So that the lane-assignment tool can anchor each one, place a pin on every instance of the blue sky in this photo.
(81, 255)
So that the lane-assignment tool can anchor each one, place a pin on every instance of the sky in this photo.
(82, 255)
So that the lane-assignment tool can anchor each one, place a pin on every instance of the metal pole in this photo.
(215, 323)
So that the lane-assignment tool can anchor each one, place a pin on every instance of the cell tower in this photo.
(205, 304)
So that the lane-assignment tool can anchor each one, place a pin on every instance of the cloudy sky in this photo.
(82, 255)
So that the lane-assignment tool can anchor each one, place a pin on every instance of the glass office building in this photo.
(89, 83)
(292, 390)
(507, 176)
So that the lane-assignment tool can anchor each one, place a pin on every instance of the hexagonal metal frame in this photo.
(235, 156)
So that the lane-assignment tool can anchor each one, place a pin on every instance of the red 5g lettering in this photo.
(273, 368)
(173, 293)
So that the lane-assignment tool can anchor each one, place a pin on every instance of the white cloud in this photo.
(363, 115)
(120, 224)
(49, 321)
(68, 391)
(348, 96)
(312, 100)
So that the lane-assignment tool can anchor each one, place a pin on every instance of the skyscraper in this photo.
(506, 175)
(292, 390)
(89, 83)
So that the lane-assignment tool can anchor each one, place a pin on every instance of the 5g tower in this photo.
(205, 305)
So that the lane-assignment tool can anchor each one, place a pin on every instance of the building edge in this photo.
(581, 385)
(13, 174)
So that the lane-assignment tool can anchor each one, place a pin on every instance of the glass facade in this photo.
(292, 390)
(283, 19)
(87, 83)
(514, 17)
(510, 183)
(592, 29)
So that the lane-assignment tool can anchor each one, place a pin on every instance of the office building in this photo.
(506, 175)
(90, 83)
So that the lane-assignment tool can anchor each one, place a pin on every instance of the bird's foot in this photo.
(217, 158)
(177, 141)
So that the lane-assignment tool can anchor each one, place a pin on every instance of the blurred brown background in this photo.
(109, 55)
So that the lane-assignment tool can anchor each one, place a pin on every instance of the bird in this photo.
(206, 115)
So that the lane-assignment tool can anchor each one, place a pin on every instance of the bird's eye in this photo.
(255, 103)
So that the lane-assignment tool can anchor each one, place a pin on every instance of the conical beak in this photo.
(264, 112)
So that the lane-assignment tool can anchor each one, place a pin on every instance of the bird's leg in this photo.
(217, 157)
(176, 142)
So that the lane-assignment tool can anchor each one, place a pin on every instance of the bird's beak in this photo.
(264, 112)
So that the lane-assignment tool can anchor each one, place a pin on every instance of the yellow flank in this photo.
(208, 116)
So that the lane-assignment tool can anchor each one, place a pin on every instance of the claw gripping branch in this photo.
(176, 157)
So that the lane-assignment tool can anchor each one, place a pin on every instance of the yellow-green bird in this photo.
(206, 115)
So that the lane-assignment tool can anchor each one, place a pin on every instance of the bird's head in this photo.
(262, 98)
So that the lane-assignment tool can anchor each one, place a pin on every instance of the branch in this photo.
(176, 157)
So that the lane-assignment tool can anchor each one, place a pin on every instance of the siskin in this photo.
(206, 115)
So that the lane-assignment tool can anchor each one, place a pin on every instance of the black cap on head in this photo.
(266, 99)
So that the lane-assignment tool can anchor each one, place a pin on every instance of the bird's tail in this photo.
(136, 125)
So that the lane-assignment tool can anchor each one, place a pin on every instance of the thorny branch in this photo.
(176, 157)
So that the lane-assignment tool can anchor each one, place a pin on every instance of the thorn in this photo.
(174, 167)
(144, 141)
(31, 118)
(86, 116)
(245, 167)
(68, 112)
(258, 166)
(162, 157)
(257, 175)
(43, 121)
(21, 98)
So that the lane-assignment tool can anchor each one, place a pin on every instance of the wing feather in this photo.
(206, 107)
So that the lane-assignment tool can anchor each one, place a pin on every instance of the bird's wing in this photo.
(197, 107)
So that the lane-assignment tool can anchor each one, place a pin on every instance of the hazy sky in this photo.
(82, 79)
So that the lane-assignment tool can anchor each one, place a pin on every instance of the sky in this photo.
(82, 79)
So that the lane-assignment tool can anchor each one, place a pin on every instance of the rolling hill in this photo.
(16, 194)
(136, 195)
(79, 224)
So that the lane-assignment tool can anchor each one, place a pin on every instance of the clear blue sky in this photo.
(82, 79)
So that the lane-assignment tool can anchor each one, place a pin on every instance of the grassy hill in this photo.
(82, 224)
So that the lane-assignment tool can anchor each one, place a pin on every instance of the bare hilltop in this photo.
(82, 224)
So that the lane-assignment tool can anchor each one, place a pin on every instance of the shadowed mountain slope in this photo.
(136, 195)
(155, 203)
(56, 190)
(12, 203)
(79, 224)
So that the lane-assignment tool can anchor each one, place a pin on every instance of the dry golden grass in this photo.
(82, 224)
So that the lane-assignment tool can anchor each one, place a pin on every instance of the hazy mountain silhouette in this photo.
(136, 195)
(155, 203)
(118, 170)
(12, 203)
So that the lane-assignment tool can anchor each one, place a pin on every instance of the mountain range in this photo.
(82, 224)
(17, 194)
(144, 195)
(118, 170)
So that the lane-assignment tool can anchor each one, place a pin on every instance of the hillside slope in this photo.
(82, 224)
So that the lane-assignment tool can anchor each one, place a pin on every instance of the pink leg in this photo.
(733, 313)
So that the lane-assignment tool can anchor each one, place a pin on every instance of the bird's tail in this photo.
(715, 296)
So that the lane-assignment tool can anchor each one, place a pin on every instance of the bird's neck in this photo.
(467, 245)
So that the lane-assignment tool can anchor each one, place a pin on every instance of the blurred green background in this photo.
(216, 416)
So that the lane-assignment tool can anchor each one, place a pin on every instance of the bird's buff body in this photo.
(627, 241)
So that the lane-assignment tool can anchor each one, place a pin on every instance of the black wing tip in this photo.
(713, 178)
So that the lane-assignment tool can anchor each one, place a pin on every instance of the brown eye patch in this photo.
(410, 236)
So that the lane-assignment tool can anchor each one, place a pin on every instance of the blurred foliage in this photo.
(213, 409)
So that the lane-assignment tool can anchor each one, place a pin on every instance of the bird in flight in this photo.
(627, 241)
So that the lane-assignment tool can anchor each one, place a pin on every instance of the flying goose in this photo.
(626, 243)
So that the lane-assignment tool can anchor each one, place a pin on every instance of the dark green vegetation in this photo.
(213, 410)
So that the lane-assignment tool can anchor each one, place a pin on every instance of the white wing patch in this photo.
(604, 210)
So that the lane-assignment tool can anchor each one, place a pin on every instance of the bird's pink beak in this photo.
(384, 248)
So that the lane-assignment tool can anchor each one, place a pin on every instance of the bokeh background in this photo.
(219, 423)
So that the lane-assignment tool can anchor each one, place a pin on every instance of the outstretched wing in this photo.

--

*Stated problem*
Print all the data exactly.

*Completed task*
So that the lane-assignment tool can anchor each one, place a pin on every instance of the blue sky in this photo.
(81, 255)
So that the lane-assignment tool can anchor each one, place a pin on every instance of the sky in this photo.
(82, 255)
So that the lane-assignment tool can anchor each one, place a pin on every instance of the metal pole in this photo.
(215, 323)
So that the lane-assignment tool can anchor each one, place a pin on every instance of the cell tower in this photo.
(205, 304)
So that the lane-assignment tool can anchor each one, place a pin on every instance of the cloudy sky in this photo.
(82, 255)
So that the lane-assignment tool can anchor each one, place a pin on every instance of the glass office building in this photo.
(89, 83)
(292, 390)
(507, 176)
So that the lane-assignment tool can anchor each one, place a pin on every instance of the hexagonal metal frame in this photo.
(235, 156)
So that the lane-assignment tool can anchor each one, place a pin on every instance of the red 5g lettering in this photo.
(273, 368)
(173, 293)
So that the lane-assignment tool can anchor each one, place a pin on every instance of the white cloud in this photo.
(363, 115)
(120, 224)
(49, 321)
(68, 391)
(348, 96)
(312, 100)
So that the lane-assignment tool can anchor each one, place a pin on every instance of the skyscraper in this photo.
(506, 175)
(292, 390)
(89, 83)
So that the lane-assignment tool can anchor each one, place a pin on every instance of the 5g tower in this photo.
(205, 305)
So that the lane-assignment tool can anchor each one, place a pin on every instance of the building edge in this photo.
(581, 385)
(13, 174)
So that the lane-assignment tool can anchor each one, place a pin on every instance of the glass facade in this photo.
(292, 390)
(283, 19)
(87, 83)
(514, 17)
(510, 183)
(592, 29)
So that the lane-assignment tool can anchor each one, place a pin on every instance of the office building in this photo.
(506, 175)
(90, 83)
So that the lane-assignment tool can anchor each one, place a pin on every instance of the bird's foot in this photo.
(217, 158)
(177, 141)
So that the lane-assignment tool can anchor each one, place a pin on every instance of the blurred brown background in this photo.
(109, 55)
So that the lane-assignment tool can anchor each one, place a pin on every instance of the bird in this photo.
(206, 115)
So that the lane-assignment tool can anchor each one, place a pin on every instance of the bird's eye in this photo.
(255, 103)
So that the lane-assignment tool can anchor each one, place a pin on every instance of the conical beak in this photo.
(264, 112)
So that the lane-assignment tool can anchor each one, place a pin on every instance of the bird's leg in this photo.
(217, 157)
(176, 142)
So that the lane-assignment tool can anchor each one, place a pin on every instance of the bird's beak in this photo.
(264, 112)
So that the lane-assignment tool can anchor each one, place a pin on every instance of the yellow flank in this photo.
(208, 116)
So that the lane-assignment tool can anchor each one, place a pin on every instance of the claw gripping branch in this photo.
(176, 157)
So that the lane-assignment tool can anchor each one, place a pin on every instance of the yellow-green bird in this photo.
(206, 115)
So that the lane-assignment tool can anchor each one, place a pin on every instance of the bird's head in this photo.
(262, 98)
So that the lane-assignment tool can anchor each one, place a pin on every instance of the branch in this photo.
(176, 157)
So that the lane-assignment tool can anchor each one, place a pin on every instance of the siskin in this photo.
(206, 115)
So that the lane-assignment tool can anchor each one, place a pin on every instance of the black cap on head in this photo.
(266, 99)
So that the lane-assignment tool can anchor each one, place a pin on every instance of the bird's tail in this photo.
(136, 125)
So that the lane-assignment tool can anchor each one, place a pin on every instance of the thorny branch in this photo.
(176, 157)
So that the lane-assignment tool can anchor each one, place a pin on every instance of the thorn in this photo.
(174, 167)
(144, 141)
(31, 118)
(86, 116)
(245, 167)
(68, 112)
(258, 166)
(162, 157)
(257, 175)
(43, 121)
(21, 98)
So that the lane-assignment tool can anchor each one, place a pin on every instance of the wing feather in this photo.
(206, 107)
So that the lane-assignment tool can anchor each one, place a pin on every instance of the bird's wing in this photo.
(197, 107)
So that the lane-assignment tool can anchor each one, place a pin on every instance of the hazy sky in this photo.
(82, 79)
So that the lane-assignment tool can anchor each one, place a pin on every instance of the sky in this photo.
(82, 79)
So that the lane-assignment tool can anchor each one, place a pin on every instance of the rolling hill in this photo.
(16, 194)
(136, 195)
(79, 224)
So that the lane-assignment tool can anchor each one, place a pin on every instance of the clear blue sky in this photo.
(82, 79)
So that the lane-assignment tool can anchor each one, place a pin on every instance of the grassy hill in this photo.
(82, 224)
So that the lane-assignment tool can anchor each one, place a pin on every instance of the bare hilltop in this photo.
(82, 224)
So that the lane-assignment tool can anchor each one, place a pin on every instance of the shadowed mountain slope in this photo.
(136, 195)
(155, 203)
(56, 190)
(12, 203)
(79, 224)
So that the lane-assignment tool can anchor each one, place a pin on every instance of the dry golden grass in this photo.
(82, 224)
So that the lane-assignment tool can anchor each one, place a pin on every instance of the hazy mountain silhouette in this photo.
(136, 195)
(155, 203)
(118, 170)
(12, 203)
So that the lane-assignment tool can anchor each one, place a pin on every instance of the mountain range in this photo.
(82, 224)
(17, 194)
(144, 195)
(118, 170)
So that the lane-assignment tool can anchor each one, place a pin on every instance of the hillside slope in this photo.
(82, 224)
So that the lane-assignment tool can anchor each one, place a pin on every instance of the pink leg in this photo.
(733, 313)
So that the lane-assignment tool can anchor each one, place a pin on every instance of the bird's tail in this photo.
(715, 296)
So that the lane-assignment tool can anchor each one, place a pin on every instance of the bird's neck in this photo.
(467, 245)
So that the lane-assignment tool can anchor each one, place a pin on every instance of the blurred green background in this photo.
(216, 416)
So that the lane-assignment tool can anchor each one, place a pin on every instance of the bird's buff body in this photo.
(627, 241)
So that the lane-assignment tool can anchor each one, place a pin on every instance of the black wing tip in this photo.
(713, 178)
So that the lane-assignment tool can anchor each one, place a pin on every instance of the brown eye patch in this photo.
(410, 236)
So that the lane-assignment tool can anchor each one, place a pin on every instance of the blurred foliage in this photo.
(213, 409)
So that the lane-assignment tool can anchor each one, place a pin on every instance of the bird in flight in this photo.
(627, 241)
So that the lane-assignment tool can anchor each one, place a pin on every instance of the flying goose in this photo.
(626, 243)
So that the lane-assignment tool can anchor each one, place a pin on every instance of the dark green vegetation in this photo.
(213, 410)
So that the lane-assignment tool can anchor each one, place a pin on every instance of the white wing patch in this photo.
(604, 210)
So that the lane-assignment tool can anchor each one, place a pin on every instance of the bird's pink beak in this photo.
(384, 248)
So that the lane-assignment tool can anchor each one, place a pin on every instance of the bokeh background in this photo.
(219, 423)
So that the lane-assignment tool can anchor each one, place a pin on every instance of the outstretched wing in this photo.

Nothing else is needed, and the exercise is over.